### Instruksi yang diberikan
Jawablah pertanyaan berikut berdasarkan teks tentang emisi gas rumah kaca di bawah.
(a) Apa yang disebut sebagai penyebab utama perubahan iklim?
(b) Berapa target penurunan emisi GRK dalam RPJMN, dan dari baseline tahun berapa?
(c) Persentase itu setara dengan berapa ton karbon pada 2024?

### Teks yang disediakan
'''

Emisi Gas Rumah Kaca (GRK) merupakan penyebab utama terjadinya perubahan iklim yang dapat mengancam kehidupan Bumi, sehingga negara-negara di dunia, termasuk Indonesia, didesak untuk bahu membahu memangkas emisi GRK.
“Dalam Rencana Pembangunan Jangka Menengah Nasional (RPJMN), Pemerintah menargetkan penurunan emisi GRK sebesar 13,2% dari baseline 2019,” kata Program Director Coaction Indonesia (alternatif IESR) Verena Puspawardhani, dalam webinar Road to Net Zero: Energy, Forest, and Ocean.
“Jika dilihat dari indikator pembangunan rendah karbon pada sektor energi, persentase itu setara dengan 142 juta ton karbon di 2024,” sambungnya.

'''

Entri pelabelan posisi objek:

'''

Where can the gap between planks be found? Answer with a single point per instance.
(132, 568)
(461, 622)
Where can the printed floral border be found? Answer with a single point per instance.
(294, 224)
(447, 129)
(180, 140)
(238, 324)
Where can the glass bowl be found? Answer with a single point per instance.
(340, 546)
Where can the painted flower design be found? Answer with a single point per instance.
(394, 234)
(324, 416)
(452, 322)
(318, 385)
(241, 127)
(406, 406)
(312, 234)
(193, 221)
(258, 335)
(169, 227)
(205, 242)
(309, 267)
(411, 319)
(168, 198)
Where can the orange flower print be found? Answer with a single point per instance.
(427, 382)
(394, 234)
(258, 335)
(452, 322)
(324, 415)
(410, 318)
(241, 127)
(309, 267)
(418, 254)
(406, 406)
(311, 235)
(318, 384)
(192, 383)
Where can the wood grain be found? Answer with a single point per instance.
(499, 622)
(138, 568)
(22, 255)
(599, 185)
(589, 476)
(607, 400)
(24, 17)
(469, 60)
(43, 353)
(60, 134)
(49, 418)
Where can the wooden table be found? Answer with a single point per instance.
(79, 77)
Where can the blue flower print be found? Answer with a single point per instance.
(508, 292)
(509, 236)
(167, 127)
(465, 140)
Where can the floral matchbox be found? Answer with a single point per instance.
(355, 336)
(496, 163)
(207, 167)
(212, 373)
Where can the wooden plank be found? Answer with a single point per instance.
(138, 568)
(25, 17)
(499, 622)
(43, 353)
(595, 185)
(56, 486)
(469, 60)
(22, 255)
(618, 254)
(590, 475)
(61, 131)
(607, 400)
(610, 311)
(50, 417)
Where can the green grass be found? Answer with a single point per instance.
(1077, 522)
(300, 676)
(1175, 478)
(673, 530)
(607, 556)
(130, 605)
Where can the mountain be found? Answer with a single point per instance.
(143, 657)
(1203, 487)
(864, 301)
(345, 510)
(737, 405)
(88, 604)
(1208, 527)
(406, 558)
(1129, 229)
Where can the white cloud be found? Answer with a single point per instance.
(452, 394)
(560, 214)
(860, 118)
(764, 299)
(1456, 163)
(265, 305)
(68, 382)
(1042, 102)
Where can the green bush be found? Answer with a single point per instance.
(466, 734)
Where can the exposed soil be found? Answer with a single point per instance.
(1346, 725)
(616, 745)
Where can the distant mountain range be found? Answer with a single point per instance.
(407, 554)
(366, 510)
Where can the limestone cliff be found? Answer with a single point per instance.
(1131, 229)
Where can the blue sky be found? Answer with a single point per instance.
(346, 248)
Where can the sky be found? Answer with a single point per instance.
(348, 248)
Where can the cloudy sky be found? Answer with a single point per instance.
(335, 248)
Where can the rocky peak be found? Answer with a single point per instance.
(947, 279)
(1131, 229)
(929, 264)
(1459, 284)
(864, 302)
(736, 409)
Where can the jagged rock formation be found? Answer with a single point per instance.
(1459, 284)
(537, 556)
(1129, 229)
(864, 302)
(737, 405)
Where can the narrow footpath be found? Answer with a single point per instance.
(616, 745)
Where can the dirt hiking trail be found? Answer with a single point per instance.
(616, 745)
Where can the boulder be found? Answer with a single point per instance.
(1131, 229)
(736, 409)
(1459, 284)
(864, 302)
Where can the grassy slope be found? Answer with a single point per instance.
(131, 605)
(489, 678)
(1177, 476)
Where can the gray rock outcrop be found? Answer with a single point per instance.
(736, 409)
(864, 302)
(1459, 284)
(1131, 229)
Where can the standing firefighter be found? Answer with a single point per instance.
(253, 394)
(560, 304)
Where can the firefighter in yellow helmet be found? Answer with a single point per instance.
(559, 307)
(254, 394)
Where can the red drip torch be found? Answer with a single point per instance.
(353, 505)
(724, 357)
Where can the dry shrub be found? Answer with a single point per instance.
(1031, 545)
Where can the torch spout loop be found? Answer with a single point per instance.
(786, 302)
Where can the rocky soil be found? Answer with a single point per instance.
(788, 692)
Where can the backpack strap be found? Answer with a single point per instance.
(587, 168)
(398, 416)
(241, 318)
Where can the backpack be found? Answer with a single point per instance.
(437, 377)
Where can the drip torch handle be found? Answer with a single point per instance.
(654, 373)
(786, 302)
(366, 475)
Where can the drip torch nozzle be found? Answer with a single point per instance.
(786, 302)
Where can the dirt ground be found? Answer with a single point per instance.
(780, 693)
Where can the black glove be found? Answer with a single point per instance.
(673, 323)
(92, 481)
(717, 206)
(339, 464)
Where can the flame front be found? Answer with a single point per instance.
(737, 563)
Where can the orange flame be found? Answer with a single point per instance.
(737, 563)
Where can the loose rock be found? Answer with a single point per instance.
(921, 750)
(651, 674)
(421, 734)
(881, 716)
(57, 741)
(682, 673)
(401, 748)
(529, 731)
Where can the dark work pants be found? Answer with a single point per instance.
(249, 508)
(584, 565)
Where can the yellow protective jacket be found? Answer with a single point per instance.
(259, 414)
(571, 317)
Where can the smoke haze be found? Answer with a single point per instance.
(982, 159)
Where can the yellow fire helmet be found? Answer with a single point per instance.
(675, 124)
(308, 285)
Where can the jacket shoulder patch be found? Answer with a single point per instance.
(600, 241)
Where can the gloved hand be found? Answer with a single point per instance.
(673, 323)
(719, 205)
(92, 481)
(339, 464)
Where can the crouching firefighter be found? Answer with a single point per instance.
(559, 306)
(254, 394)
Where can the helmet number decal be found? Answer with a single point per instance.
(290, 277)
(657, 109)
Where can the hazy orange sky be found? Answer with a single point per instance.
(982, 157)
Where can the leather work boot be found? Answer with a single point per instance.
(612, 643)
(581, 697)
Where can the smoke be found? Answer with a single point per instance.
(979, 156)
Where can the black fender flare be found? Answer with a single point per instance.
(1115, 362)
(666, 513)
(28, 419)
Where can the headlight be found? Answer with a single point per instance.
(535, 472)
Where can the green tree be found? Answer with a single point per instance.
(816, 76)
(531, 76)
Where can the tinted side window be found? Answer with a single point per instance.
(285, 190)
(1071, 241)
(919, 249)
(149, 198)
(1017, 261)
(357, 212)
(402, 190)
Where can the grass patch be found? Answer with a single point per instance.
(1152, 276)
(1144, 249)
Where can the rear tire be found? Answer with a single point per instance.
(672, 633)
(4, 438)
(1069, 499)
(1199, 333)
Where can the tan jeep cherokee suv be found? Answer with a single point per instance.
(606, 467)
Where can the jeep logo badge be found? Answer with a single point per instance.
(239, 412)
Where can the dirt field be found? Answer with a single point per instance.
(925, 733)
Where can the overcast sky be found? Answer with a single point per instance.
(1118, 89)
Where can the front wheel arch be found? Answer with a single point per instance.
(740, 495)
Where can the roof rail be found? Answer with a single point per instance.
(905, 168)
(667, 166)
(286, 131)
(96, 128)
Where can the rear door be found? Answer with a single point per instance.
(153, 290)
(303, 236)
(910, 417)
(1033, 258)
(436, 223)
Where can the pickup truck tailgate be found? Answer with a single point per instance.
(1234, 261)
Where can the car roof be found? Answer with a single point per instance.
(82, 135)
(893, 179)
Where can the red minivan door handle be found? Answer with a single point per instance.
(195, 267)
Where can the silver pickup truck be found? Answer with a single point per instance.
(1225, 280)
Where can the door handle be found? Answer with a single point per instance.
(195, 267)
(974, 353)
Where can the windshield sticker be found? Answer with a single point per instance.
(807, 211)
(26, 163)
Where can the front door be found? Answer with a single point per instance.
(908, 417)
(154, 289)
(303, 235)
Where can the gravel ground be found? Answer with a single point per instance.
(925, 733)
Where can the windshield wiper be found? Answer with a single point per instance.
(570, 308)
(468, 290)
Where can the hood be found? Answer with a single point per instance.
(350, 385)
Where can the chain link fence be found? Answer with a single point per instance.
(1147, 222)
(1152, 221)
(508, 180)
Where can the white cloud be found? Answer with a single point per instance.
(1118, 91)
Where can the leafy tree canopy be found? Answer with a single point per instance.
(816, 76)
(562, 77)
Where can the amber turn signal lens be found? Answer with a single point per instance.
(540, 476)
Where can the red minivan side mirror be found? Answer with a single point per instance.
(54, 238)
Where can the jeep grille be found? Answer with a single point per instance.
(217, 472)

'''

### Hasil di bawah
(a) Penyebab utama perubahan iklim adalah emisi Gas Rumah Kaca (GRK).
(b) Pemerintah menargetkan penurunan emisi GRK sebesar 13,2% dari baseline 2019.
(c) Persentase itu setara dengan 142 juta ton karbon pada 2024.